- Objective:
Copy the entries below word for word, starting at the very first line and continuing through the line that contains "POLYGON ((536 286, 558". Include that final line, and stop there.

(Entries for labeling boundaries)
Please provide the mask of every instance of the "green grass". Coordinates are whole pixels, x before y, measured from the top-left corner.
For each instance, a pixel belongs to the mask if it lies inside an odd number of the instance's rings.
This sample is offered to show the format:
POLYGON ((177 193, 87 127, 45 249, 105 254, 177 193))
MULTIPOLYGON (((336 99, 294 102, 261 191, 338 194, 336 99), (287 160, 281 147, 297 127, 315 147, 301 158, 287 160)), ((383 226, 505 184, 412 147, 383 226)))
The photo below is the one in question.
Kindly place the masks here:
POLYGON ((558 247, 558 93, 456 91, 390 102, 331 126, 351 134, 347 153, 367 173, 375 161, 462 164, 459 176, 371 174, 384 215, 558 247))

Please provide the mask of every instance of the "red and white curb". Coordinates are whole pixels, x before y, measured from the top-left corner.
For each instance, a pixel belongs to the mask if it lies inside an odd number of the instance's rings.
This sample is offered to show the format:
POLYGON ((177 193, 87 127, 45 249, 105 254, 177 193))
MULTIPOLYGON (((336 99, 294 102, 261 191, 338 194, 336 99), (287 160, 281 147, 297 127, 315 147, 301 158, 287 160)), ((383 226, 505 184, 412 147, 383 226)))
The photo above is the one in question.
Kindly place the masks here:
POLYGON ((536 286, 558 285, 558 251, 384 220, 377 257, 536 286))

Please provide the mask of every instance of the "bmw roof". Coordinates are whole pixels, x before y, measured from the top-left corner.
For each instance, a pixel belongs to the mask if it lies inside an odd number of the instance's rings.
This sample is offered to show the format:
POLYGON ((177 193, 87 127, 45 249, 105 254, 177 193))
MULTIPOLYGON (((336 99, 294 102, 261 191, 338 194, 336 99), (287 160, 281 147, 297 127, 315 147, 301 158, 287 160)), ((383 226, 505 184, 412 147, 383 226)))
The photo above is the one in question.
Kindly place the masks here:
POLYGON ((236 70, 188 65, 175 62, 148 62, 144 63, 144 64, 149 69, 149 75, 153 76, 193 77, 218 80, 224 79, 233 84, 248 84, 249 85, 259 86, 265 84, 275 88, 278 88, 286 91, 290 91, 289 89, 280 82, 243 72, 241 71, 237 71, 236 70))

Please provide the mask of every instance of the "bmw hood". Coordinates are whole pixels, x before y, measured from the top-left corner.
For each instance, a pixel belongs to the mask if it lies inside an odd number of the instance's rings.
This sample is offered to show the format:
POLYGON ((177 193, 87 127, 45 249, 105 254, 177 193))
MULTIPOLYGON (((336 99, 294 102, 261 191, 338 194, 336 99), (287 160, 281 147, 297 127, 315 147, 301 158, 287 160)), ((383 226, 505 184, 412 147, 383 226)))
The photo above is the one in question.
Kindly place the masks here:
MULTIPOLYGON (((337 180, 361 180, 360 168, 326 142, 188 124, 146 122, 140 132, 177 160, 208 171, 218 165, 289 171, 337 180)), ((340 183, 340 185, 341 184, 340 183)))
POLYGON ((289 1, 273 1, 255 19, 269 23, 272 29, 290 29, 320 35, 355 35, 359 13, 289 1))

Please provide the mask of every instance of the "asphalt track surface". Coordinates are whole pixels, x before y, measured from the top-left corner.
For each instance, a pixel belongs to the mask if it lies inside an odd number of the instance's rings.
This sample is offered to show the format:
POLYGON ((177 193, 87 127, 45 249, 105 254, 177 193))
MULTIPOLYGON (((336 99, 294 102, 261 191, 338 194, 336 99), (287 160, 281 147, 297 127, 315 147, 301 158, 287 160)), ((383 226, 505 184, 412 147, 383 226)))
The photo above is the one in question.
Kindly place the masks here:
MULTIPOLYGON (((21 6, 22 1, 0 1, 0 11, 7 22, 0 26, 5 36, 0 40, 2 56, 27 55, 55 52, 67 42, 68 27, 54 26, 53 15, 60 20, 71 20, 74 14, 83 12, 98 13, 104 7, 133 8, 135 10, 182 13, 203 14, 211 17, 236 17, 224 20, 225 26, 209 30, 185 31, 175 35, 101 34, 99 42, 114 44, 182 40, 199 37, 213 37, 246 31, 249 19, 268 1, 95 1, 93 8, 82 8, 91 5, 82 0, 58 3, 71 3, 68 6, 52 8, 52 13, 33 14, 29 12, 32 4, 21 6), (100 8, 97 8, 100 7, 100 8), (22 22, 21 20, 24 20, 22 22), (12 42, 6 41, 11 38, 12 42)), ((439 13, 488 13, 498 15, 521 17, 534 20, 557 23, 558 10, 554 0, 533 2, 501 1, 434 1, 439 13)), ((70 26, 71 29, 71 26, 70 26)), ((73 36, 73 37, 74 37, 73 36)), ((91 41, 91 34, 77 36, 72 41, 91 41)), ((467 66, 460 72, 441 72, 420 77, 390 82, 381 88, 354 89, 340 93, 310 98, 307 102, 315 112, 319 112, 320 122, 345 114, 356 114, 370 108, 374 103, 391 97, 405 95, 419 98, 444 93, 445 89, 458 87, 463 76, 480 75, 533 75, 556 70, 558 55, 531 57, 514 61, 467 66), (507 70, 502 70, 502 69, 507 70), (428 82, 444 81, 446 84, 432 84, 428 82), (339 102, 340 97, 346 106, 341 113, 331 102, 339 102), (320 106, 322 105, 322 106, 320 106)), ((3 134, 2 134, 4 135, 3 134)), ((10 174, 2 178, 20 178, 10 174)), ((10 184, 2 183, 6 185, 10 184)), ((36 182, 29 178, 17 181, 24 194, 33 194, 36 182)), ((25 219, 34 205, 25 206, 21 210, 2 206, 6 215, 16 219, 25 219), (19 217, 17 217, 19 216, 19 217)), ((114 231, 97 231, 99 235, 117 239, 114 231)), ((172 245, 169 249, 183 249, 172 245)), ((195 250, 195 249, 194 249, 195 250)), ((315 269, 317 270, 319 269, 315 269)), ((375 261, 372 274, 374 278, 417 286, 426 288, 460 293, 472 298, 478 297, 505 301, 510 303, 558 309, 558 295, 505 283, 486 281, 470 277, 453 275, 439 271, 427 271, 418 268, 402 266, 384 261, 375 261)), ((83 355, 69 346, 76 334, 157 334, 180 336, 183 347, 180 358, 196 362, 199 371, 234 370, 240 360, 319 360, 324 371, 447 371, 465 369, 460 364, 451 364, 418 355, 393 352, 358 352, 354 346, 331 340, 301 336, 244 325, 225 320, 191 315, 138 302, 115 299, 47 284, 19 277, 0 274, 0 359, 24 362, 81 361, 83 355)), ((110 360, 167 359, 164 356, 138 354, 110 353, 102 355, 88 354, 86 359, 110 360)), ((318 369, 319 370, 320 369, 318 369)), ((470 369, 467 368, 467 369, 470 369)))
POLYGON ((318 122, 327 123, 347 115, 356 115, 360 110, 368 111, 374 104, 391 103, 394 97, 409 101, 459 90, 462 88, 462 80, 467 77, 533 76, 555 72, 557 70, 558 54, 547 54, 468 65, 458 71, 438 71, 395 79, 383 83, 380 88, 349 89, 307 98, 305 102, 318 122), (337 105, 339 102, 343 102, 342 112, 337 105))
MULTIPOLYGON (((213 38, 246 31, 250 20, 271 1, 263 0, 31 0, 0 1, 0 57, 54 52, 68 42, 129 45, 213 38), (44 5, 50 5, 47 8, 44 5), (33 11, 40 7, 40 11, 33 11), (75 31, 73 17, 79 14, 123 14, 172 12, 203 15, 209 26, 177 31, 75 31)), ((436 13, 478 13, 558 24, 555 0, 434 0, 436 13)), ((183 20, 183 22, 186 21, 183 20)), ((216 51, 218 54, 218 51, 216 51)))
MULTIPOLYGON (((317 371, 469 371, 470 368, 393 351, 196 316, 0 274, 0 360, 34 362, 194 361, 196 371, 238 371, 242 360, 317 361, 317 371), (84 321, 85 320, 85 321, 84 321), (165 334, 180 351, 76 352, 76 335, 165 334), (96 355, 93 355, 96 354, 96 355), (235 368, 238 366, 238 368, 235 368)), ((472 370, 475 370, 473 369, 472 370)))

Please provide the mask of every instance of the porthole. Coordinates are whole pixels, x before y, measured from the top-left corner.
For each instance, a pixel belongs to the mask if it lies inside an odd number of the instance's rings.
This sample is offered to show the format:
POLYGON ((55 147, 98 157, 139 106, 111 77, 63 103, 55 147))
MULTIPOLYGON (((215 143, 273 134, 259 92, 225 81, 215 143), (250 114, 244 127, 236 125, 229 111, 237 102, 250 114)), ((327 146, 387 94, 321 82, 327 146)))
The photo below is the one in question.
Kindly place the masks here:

- Reply to the task:
Please provide the mask of every instance of the "green grass". Coordinates are whole pixels, x before y, measured from the top-left corner.
For each instance, a pixel belongs to the mask if it lies inside an odd number of the instance's rings.
This sample is offered to show the format:
POLYGON ((177 193, 87 127, 45 249, 105 254, 177 193))
MULTIPOLYGON (((336 99, 294 102, 261 191, 338 194, 336 99), (287 160, 281 147, 297 127, 315 147, 301 158, 287 160)), ((383 226, 505 184, 412 147, 383 226)))
The photo below is the one in question.
Kindly place the masks here:
POLYGON ((558 247, 558 93, 456 91, 390 102, 331 126, 351 134, 347 153, 367 173, 375 161, 462 164, 459 176, 371 174, 384 215, 558 247))

Please provide the mask of every instance of the "red and white curb". Coordinates are whole pixels, x before y, measured from the top-left corner.
For each instance, a pixel belongs to the mask if it lies inside an odd number of the instance's rings.
This sample is offered to show the format:
POLYGON ((177 193, 87 127, 45 249, 105 254, 177 193))
MULTIPOLYGON (((336 99, 294 102, 261 191, 338 194, 336 99), (287 160, 281 147, 297 127, 315 147, 301 158, 287 160)), ((383 226, 505 184, 412 147, 383 226)))
The photo above is the one in question.
Kindly place the masks here:
POLYGON ((536 286, 558 285, 558 251, 384 220, 377 257, 536 286))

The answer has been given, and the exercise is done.